> PROVIDED ENTRIES:
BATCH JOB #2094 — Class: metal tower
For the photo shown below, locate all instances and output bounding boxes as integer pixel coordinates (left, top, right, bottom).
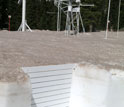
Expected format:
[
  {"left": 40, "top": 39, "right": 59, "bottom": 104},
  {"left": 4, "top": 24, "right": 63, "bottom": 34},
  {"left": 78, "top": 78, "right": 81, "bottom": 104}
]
[
  {"left": 18, "top": 0, "right": 32, "bottom": 32},
  {"left": 54, "top": 0, "right": 94, "bottom": 35}
]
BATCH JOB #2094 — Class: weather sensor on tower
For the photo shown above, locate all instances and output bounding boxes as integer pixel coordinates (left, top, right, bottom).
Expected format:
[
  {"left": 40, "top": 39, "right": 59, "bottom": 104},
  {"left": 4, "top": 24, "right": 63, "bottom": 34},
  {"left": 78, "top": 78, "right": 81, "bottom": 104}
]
[
  {"left": 54, "top": 0, "right": 94, "bottom": 35},
  {"left": 18, "top": 0, "right": 32, "bottom": 32}
]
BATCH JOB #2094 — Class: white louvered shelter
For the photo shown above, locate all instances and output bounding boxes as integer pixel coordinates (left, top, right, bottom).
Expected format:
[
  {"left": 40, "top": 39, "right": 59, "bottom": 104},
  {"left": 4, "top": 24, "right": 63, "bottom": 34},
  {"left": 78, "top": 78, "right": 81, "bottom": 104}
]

> SET PROBLEM: Render each line of the records above as a Markdown table with the columns Row and Text. Skip blank lines and leave the pictures out.

> FINISHED EXERCISE:
| Row | Text |
|---|---|
| 1 | BATCH JOB #2094 — Class: metal tower |
| 2 | For the photo shown below, locate all instances and output bounding boxes as integer pixel coordinates (left, top, right, bottom). |
| 3 | Expected format: |
| 4 | [ |
| 5 |   {"left": 40, "top": 39, "right": 59, "bottom": 104}, |
| 6 |   {"left": 4, "top": 24, "right": 63, "bottom": 34}, |
| 7 |   {"left": 78, "top": 78, "right": 81, "bottom": 104} |
| 8 | ] |
| 9 | [ |
| 10 |   {"left": 18, "top": 0, "right": 32, "bottom": 32}, |
| 11 |   {"left": 54, "top": 0, "right": 94, "bottom": 35} |
| 12 | ] |
| 13 | BATCH JOB #2094 — Class: weather sensor on tower |
| 14 | For the photo shown above, locate all instances and output bounding boxes as integer pixel coordinates (left, top, right, bottom). |
| 15 | Expected format: |
| 16 | [ |
| 17 |   {"left": 40, "top": 39, "right": 59, "bottom": 104}, |
| 18 |   {"left": 4, "top": 24, "right": 63, "bottom": 34}, |
| 19 |   {"left": 78, "top": 78, "right": 81, "bottom": 104} |
| 20 | ] |
| 21 | [ |
| 22 |   {"left": 54, "top": 0, "right": 94, "bottom": 35}, |
| 23 |   {"left": 18, "top": 0, "right": 32, "bottom": 32} |
| 24 | ] |
| 25 | BATCH JOB #2094 — Class: white louvered shelter |
| 26 | For the photo shown above, locate all instances and output bounding boxes as integer pixel coordinates (left, top, right, bottom). |
| 27 | Expected format: |
| 28 | [ |
| 29 |   {"left": 40, "top": 39, "right": 59, "bottom": 104}, |
| 30 |   {"left": 4, "top": 24, "right": 63, "bottom": 34}, |
| 31 |   {"left": 78, "top": 78, "right": 81, "bottom": 104} |
| 32 | ] |